(Referring expression data)
------------------------

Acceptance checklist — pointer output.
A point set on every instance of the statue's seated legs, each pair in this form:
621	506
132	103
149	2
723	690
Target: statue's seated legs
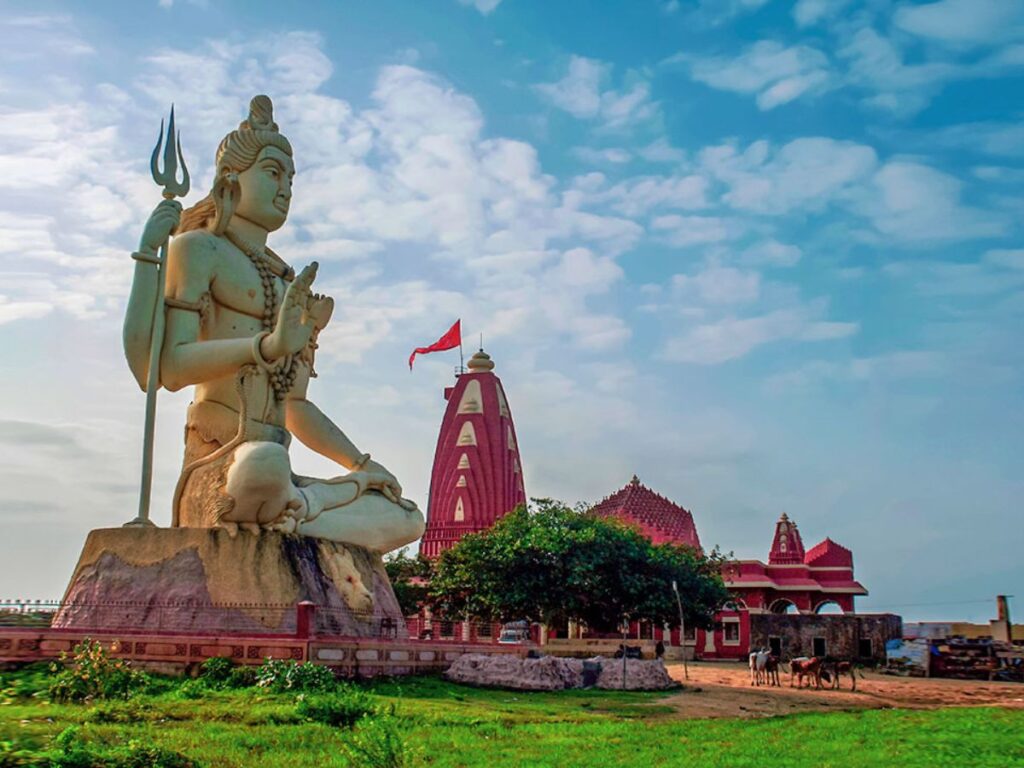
265	494
372	520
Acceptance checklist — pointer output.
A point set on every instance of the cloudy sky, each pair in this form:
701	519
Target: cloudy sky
765	254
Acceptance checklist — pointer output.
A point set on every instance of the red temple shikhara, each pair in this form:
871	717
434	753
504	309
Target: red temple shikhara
477	474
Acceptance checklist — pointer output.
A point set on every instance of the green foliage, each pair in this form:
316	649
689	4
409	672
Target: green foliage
454	726
31	680
552	563
132	711
91	674
71	750
243	677
281	676
378	742
409	577
342	709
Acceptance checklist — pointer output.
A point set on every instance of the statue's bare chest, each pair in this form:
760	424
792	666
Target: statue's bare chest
239	287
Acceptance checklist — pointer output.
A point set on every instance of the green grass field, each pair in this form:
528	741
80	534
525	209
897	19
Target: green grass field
449	725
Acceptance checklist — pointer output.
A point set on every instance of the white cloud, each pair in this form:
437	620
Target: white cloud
998	272
810	12
484	6
684	231
911	202
638	196
886	368
613	155
1005	139
964	22
581	93
807	173
1009	258
719	285
771	253
774	73
731	337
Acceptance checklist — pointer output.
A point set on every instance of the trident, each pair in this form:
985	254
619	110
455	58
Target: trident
172	188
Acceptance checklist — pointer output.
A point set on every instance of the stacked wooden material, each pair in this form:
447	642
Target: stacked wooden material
964	659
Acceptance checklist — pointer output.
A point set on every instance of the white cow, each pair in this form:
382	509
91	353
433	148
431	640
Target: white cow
759	660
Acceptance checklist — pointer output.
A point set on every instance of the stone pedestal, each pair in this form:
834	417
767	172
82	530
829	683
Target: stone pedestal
204	581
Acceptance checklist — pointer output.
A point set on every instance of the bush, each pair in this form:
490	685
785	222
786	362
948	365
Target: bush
121	712
283	676
341	710
378	743
93	675
243	677
71	750
217	671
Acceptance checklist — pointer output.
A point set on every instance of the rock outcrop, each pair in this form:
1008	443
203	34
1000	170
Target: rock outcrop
204	580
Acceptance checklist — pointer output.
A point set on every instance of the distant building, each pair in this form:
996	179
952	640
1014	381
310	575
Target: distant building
657	518
792	582
477	473
793	579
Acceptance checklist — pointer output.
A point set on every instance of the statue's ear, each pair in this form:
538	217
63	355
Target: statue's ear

------------------------

Work task :: Although the records contain pictures, your copy should hold only the text, reproduced exactly.

Solution for this exercise ::
Acceptance checklist — pointer output.
A point set on every instance of the statue's seated legs, each pair in this form:
621	506
132	103
149	2
723	690
Target: statue's seated legs
265	494
372	520
Acceptance checklist — pointer output.
A point set on every instance of the cloudy sky, each pair in this form:
701	519
Target: cloudy sky
765	254
Acceptance checklist — pointer output.
A point set on every instance of the red temple shikhara, each pair in this form:
871	717
434	753
504	309
Target: red temple shikhara
477	474
Acceptance checklist — pointer output.
A point set on every instance of the green foliage, each pair in this form:
316	649
689	4
409	672
Target: green foliage
454	726
31	680
552	563
132	711
91	674
71	750
243	677
281	676
378	742
409	577
342	709
Acceptance checklist — pointer output.
A point set on every instance of the statue's bare chest, each pair in this form:
760	424
792	666
Target: statue's bare chest
239	287
Acceptance checklist — pointer output.
A point set on every instance of the green grass field, each pair in this form:
528	741
80	534
525	209
897	19
Target: green grass field
449	725
Acceptance checklist — pointer output.
A point set on every instance of the white cloud, each pair in this form:
437	620
Target: white cloud
998	272
810	12
484	6
684	231
911	202
638	196
886	368
613	155
1005	139
964	22
581	93
807	173
1009	258
719	285
771	253
774	73
731	337
Acceptance checklist — pointer output.
A point set on every instance of the trident, each pair in this form:
985	254
619	110
455	58
Target: trident
172	188
Acceptance checklist — pointer output.
A point set on every instance of the stacked wooden material, each pair in this form:
447	642
Target: stacked wooden material
964	659
Acceptance checklist — pointer output.
A point set on every instance of the white cow, each pair in this form:
382	509
91	353
433	148
431	640
Target: white cow
759	660
Acceptance checklist — pointer output.
A point set on every instance of the stone pedestal, each pair in this form:
834	417
767	172
82	530
829	683
Target: stone pedestal
204	581
Acceptance checklist — pointer output.
A point set on every instance of the bush, each pair in this form:
490	685
785	222
786	362
948	365
Target: bush
121	712
283	676
341	710
378	743
93	675
243	677
71	750
217	671
Acceptance checklist — pointer output.
A point set on every instance of the rock outcrop, each pair in this form:
1008	443
203	34
1000	170
Target: rock outcrop
204	580
Acceptance checklist — pointer output.
A point set on every instance of the distant building, each pair in this form:
996	179
952	640
1014	381
310	575
Target: distant building
657	518
792	582
477	473
793	579
Acceptance checklist — pointer output.
A point set on every instance of the statue's ear, each pair in this form:
538	217
63	355
Target: statue's ear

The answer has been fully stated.